» WHAT IS BEING ASKED
Find the line that contains "Phrase: bacon bit". Output it and every line after it to the end of the records, exactly as they appear.

--- --- ---

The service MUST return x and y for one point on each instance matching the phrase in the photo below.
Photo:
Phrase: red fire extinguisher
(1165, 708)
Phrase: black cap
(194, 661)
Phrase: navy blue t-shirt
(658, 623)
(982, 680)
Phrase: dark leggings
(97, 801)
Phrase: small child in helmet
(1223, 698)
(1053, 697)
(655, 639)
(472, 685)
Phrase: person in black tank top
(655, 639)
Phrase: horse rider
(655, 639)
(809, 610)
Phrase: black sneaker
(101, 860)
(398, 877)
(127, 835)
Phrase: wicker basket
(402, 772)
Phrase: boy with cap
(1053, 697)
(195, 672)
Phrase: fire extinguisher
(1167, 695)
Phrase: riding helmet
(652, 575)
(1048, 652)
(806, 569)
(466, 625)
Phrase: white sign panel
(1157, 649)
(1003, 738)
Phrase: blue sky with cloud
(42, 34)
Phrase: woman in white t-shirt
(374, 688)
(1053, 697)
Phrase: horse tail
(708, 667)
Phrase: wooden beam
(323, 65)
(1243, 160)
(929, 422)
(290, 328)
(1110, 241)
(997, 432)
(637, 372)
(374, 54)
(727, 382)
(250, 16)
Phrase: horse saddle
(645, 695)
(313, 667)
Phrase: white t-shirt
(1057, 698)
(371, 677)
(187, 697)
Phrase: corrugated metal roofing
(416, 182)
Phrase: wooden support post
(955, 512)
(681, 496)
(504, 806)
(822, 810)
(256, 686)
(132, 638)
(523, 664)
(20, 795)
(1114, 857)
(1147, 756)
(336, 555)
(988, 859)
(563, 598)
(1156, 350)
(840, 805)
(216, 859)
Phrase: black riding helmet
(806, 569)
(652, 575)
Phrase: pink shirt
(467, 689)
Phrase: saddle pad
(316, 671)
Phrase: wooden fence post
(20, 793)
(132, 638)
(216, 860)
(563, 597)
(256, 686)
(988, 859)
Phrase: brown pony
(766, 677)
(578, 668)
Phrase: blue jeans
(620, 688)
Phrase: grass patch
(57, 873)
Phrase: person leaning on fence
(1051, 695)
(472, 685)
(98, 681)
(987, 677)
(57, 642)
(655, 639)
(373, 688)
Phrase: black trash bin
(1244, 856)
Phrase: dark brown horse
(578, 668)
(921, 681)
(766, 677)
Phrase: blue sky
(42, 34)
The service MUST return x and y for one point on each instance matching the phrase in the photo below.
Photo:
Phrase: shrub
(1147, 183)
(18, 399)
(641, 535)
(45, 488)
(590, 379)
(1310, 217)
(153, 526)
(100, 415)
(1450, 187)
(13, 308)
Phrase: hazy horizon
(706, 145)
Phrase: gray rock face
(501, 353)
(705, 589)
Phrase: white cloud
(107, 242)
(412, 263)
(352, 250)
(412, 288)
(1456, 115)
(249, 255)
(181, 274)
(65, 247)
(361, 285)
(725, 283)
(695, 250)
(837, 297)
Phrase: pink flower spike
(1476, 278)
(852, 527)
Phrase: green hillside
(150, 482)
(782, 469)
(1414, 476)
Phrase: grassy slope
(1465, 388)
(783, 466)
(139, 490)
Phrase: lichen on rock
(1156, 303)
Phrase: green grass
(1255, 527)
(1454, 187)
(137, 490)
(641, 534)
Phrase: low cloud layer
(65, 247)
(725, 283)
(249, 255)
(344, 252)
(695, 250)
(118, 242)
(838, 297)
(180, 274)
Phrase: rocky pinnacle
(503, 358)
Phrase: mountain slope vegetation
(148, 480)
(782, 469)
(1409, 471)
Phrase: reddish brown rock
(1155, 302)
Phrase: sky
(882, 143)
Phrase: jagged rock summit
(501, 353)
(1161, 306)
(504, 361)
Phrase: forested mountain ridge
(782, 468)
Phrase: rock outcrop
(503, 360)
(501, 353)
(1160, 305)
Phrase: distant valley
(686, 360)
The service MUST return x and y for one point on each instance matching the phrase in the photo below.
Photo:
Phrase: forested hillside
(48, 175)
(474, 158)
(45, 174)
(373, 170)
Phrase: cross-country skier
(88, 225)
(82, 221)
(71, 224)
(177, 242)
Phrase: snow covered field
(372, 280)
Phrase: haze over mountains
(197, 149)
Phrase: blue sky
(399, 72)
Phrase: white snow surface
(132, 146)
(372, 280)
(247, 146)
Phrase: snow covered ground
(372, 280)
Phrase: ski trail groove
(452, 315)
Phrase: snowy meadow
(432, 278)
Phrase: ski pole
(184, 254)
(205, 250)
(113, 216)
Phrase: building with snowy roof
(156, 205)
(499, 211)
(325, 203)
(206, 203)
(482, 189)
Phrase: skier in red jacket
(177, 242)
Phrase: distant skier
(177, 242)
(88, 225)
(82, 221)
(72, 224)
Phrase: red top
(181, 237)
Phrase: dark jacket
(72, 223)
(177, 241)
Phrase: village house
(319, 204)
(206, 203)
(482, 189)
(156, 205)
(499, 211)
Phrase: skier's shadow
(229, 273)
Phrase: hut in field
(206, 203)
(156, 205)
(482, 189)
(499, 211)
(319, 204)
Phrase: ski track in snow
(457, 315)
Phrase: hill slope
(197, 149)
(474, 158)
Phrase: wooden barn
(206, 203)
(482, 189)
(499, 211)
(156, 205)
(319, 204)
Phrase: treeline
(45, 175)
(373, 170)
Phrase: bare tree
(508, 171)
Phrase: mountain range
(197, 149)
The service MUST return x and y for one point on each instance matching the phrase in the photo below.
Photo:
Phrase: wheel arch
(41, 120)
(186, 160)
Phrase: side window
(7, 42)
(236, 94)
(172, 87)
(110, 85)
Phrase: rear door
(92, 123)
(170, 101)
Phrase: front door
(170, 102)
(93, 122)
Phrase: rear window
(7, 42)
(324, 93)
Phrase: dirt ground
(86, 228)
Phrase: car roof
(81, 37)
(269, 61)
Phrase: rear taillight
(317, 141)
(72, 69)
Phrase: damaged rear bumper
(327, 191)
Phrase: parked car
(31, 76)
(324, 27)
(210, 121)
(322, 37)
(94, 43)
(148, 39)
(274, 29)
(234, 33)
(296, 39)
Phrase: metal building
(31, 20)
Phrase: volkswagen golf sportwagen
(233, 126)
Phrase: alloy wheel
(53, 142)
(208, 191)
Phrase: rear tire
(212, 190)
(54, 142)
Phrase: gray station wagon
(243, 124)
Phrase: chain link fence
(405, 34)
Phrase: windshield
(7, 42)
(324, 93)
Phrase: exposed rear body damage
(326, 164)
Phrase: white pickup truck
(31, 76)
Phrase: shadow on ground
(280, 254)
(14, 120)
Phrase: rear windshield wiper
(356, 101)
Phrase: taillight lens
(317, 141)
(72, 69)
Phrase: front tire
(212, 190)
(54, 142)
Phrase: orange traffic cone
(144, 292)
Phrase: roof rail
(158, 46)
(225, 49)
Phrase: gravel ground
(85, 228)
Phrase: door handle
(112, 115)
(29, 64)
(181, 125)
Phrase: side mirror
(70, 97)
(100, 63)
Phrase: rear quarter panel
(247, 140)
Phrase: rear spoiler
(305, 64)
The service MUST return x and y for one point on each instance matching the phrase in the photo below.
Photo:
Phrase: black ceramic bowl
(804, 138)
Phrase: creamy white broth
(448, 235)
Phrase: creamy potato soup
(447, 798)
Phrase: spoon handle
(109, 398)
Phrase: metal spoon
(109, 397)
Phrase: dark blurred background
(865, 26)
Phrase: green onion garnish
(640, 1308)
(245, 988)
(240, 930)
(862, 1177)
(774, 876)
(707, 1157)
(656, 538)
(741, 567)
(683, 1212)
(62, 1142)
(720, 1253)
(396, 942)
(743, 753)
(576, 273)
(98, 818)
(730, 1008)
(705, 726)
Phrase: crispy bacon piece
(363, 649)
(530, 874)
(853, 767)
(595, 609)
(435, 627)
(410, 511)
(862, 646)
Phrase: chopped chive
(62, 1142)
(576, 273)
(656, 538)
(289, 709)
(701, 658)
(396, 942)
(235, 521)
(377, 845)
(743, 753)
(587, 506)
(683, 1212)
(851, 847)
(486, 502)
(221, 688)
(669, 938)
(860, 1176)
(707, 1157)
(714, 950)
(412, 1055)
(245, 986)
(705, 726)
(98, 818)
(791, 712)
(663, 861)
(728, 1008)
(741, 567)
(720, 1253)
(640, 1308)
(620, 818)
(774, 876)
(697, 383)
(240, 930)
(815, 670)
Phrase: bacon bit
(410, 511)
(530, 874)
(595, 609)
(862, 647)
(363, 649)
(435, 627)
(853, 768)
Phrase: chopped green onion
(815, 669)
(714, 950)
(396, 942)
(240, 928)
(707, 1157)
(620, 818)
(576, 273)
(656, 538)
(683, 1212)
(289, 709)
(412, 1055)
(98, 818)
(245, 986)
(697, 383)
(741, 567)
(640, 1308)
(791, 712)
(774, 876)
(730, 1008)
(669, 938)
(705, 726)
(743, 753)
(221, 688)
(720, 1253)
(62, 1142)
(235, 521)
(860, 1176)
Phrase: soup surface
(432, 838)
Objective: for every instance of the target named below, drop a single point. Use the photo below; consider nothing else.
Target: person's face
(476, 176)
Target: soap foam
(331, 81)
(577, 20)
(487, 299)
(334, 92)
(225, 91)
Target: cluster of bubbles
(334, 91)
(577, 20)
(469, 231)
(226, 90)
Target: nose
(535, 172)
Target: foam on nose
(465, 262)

--- --- ---

» RESULT FOR THIS TASK
Phrase: bacon bit
(410, 511)
(530, 874)
(595, 609)
(862, 647)
(363, 649)
(435, 627)
(853, 768)
Phrase: chopped green onion
(815, 669)
(714, 950)
(396, 942)
(240, 928)
(707, 1157)
(620, 818)
(576, 273)
(656, 538)
(683, 1212)
(289, 709)
(412, 1055)
(98, 818)
(245, 986)
(697, 383)
(741, 567)
(640, 1308)
(791, 712)
(774, 876)
(730, 1008)
(669, 938)
(705, 726)
(743, 753)
(221, 688)
(720, 1253)
(62, 1142)
(235, 521)
(860, 1176)
Phrase: soup surface
(432, 838)
Objective: for every instance of the target named below, drop a single point. Use the photo below; consider nothing else.
Target: person's face
(476, 176)
Target: soap foam
(331, 81)
(577, 20)
(487, 299)
(334, 92)
(225, 91)
Target: cluster of bubbles
(334, 91)
(577, 20)
(469, 231)
(226, 90)
Target: nose
(535, 172)
Target: foam on nose
(465, 262)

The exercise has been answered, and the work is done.